The problem
Turn the rows below into a Markdown table with the columns "No" and "Line", giving each non-blank line its own number and skipping blank lines. Leave the pictures out of the table.

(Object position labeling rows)
════════════════

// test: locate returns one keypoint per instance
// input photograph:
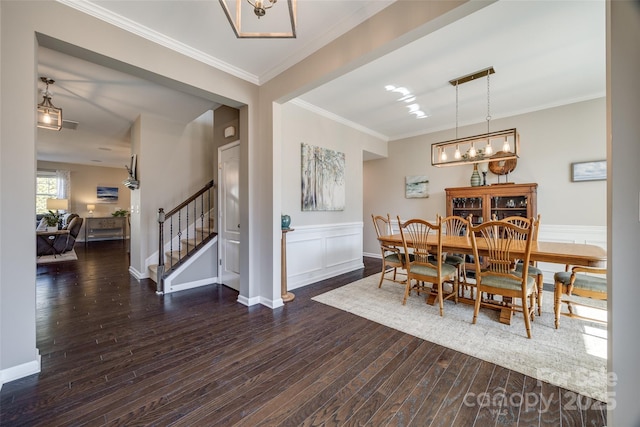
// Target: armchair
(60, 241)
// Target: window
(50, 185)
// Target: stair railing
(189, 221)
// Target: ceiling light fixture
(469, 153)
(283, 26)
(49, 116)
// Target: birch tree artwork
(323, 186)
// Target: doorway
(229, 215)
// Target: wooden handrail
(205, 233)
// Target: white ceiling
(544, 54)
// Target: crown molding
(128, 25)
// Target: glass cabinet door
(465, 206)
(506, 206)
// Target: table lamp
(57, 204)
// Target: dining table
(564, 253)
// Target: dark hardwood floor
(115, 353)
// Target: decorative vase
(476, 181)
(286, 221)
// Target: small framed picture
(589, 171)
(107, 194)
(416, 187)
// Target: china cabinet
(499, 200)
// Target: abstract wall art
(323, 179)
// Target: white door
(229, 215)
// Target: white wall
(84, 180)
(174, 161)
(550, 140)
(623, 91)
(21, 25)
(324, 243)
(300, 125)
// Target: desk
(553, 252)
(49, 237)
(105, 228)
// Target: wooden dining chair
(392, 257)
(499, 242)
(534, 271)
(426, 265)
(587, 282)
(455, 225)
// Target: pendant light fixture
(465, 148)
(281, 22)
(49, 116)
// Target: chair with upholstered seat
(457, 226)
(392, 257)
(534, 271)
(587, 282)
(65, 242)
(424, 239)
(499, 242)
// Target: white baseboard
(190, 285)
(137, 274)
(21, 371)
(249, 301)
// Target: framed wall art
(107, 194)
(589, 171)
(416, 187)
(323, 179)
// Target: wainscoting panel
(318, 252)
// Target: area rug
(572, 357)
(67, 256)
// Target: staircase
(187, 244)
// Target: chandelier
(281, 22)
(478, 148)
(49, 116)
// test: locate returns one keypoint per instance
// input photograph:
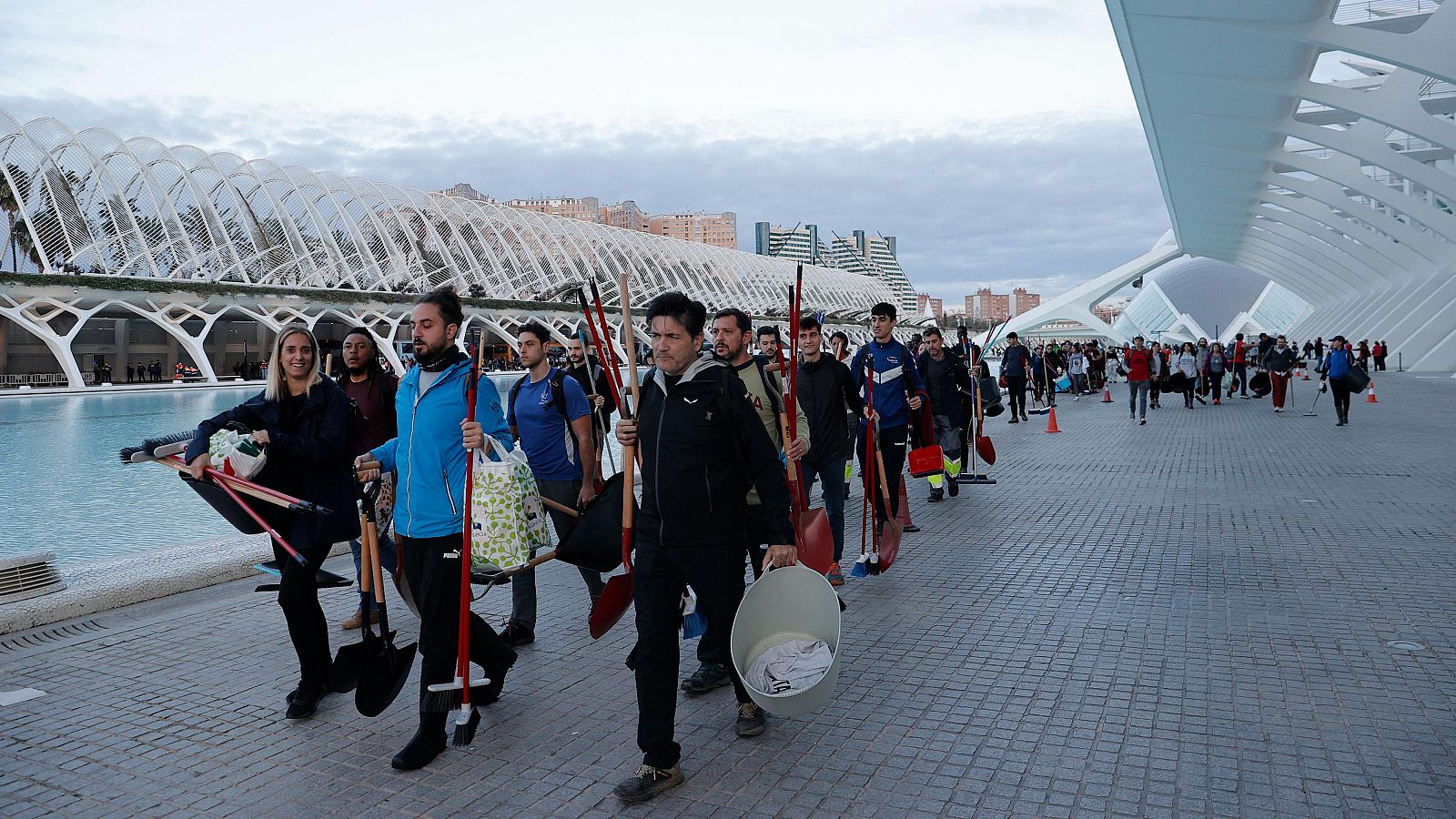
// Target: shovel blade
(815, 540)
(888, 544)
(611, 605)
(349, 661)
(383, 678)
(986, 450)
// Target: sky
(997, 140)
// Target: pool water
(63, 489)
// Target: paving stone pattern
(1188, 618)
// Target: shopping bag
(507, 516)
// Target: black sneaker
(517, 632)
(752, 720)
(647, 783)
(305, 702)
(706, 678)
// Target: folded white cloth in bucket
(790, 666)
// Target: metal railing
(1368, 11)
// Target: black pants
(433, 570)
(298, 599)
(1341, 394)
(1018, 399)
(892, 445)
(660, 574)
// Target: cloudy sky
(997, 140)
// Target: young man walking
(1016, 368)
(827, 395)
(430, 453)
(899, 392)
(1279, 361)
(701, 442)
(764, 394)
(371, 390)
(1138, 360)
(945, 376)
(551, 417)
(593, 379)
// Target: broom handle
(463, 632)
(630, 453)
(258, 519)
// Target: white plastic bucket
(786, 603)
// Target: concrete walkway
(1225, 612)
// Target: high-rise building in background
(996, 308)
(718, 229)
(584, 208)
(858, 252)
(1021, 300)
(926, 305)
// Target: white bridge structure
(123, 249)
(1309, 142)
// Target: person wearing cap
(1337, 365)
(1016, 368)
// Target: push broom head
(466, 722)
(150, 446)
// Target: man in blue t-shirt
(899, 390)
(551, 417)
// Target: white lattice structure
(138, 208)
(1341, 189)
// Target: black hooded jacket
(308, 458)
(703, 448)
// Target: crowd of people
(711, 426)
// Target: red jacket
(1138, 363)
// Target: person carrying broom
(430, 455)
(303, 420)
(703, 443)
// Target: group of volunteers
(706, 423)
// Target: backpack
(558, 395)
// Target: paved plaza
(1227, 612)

════════════════

Output for this exercise
| No | Line |
|---|---|
| 1 | // test: locate returns one keypoint per instance |
| 2 | // input photograph: |
| 3 | // Target: armchair |
| 4 | (60, 241) |
| 5 | // Target: window |
| 6 | (50, 185) |
| 7 | // Target: stair railing |
| 8 | (189, 221) |
| 9 | // Target: ceiling light fixture |
| 10 | (469, 153) |
| 11 | (283, 26) |
| 12 | (49, 116) |
| 13 | // Target: birch tree artwork |
| 14 | (323, 186) |
| 15 | // Target: doorway |
| 16 | (229, 215) |
| 17 | // Target: wooden handrail |
| 18 | (205, 233) |
| 19 | // Target: white ceiling |
| 20 | (544, 54) |
| 21 | // Target: crown molding |
| 22 | (128, 25) |
| 23 | // Target: glass cabinet door |
| 24 | (465, 206) |
| 25 | (506, 206) |
| 26 | // Target: table lamp |
| 27 | (57, 204) |
| 28 | // Target: dining table |
| 29 | (564, 253) |
| 30 | // Target: dark hardwood floor |
| 31 | (115, 353) |
| 32 | // Target: decorative vase |
| 33 | (476, 181) |
| 34 | (286, 221) |
| 35 | // Target: small framed picture |
| 36 | (589, 171) |
| 37 | (107, 194) |
| 38 | (416, 187) |
| 39 | // Target: china cabinet |
| 40 | (499, 200) |
| 41 | // Target: abstract wall art |
| 42 | (323, 179) |
| 43 | // Target: white door |
| 44 | (229, 215) |
| 45 | // Target: white wall |
| 46 | (84, 180) |
| 47 | (174, 161) |
| 48 | (550, 140) |
| 49 | (623, 91) |
| 50 | (21, 25) |
| 51 | (324, 243) |
| 52 | (300, 125) |
| 53 | // Target: desk |
| 54 | (553, 252) |
| 55 | (49, 237) |
| 56 | (105, 228) |
| 57 | // Target: wooden dining chair |
| 58 | (392, 257) |
| 59 | (499, 242) |
| 60 | (534, 271) |
| 61 | (426, 265) |
| 62 | (587, 282) |
| 63 | (455, 225) |
| 64 | // Target: pendant light fixture |
| 65 | (465, 148) |
| 66 | (281, 22) |
| 67 | (49, 116) |
| 68 | // Target: chair with upholstered seat |
| 69 | (457, 226) |
| 70 | (392, 257) |
| 71 | (534, 271) |
| 72 | (587, 282) |
| 73 | (65, 242) |
| 74 | (424, 239) |
| 75 | (499, 242) |
| 76 | // Target: white baseboard |
| 77 | (190, 285) |
| 78 | (137, 274) |
| 79 | (21, 371) |
| 80 | (249, 301) |
| 81 | // Target: framed wall art |
| 82 | (107, 194) |
| 83 | (589, 171) |
| 84 | (416, 187) |
| 85 | (323, 179) |
| 86 | // Target: wainscoting panel |
| 87 | (318, 252) |
| 88 | // Target: area rug |
| 89 | (572, 357) |
| 90 | (67, 256) |
| 91 | // Target: staircase |
| 92 | (187, 244) |
| 93 | // Target: chandelier |
| 94 | (281, 22) |
| 95 | (478, 148) |
| 96 | (49, 116) |
| 97 | // test: locate returns one keypoint per instance |
| 98 | // input photograph: |
| 99 | // Target: shovel blade |
| 100 | (815, 540) |
| 101 | (888, 544) |
| 102 | (611, 605) |
| 103 | (349, 661) |
| 104 | (383, 678) |
| 105 | (986, 450) |
| 106 | // Target: sky |
| 107 | (997, 140) |
| 108 | // Target: pool water |
| 109 | (63, 489) |
| 110 | // Target: paving stone pattern |
| 111 | (1188, 618) |
| 112 | // Target: shopping bag |
| 113 | (507, 516) |
| 114 | // Target: black sneaker |
| 115 | (517, 632) |
| 116 | (752, 720) |
| 117 | (647, 783) |
| 118 | (305, 702) |
| 119 | (706, 678) |
| 120 | // Target: folded white cloth in bucket |
| 121 | (790, 666) |
| 122 | // Target: metal railing |
| 123 | (1368, 11) |
| 124 | // Target: black pants |
| 125 | (433, 570) |
| 126 | (298, 599) |
| 127 | (1341, 394) |
| 128 | (1018, 399) |
| 129 | (892, 445) |
| 130 | (660, 574) |
| 131 | // Target: cloudy sky |
| 132 | (997, 140) |
| 133 | // Target: young man walking |
| 134 | (1016, 368) |
| 135 | (827, 395) |
| 136 | (430, 453) |
| 137 | (899, 392) |
| 138 | (1279, 361) |
| 139 | (701, 442) |
| 140 | (764, 394) |
| 141 | (371, 390) |
| 142 | (1138, 360) |
| 143 | (945, 376) |
| 144 | (551, 417) |
| 145 | (593, 379) |
| 146 | // Target: broom handle |
| 147 | (463, 632) |
| 148 | (630, 453) |
| 149 | (258, 519) |
| 150 | // Target: white plastic bucket |
| 151 | (786, 603) |
| 152 | // Target: concrete walkway |
| 153 | (1225, 612) |
| 154 | // Target: high-rise building in background |
| 155 | (996, 308) |
| 156 | (718, 229) |
| 157 | (584, 208) |
| 158 | (858, 252) |
| 159 | (1021, 300) |
| 160 | (926, 305) |
| 161 | // Target: white bridge structure |
| 162 | (123, 249) |
| 163 | (1309, 142) |
| 164 | // Target: person wearing cap |
| 165 | (1337, 365) |
| 166 | (1016, 368) |
| 167 | // Target: push broom head |
| 168 | (466, 722) |
| 169 | (150, 446) |
| 170 | // Target: man in blue t-shirt |
| 171 | (899, 390) |
| 172 | (551, 417) |
| 173 | // Target: white lattice structure |
| 174 | (138, 208) |
| 175 | (1341, 189) |
| 176 | // Target: black hooded jacket |
| 177 | (308, 458) |
| 178 | (703, 448) |
| 179 | // Target: crowd of people |
| 180 | (711, 426) |
| 181 | // Target: red jacket |
| 182 | (1138, 363) |
| 183 | // Target: person carrying broom |
| 184 | (430, 455) |
| 185 | (303, 420) |
| 186 | (703, 443) |
| 187 | // Target: group of volunteers |
| 188 | (706, 423) |
| 189 | // Target: backpack |
| 190 | (558, 395) |
| 191 | // Target: paved plaza |
| 192 | (1227, 612) |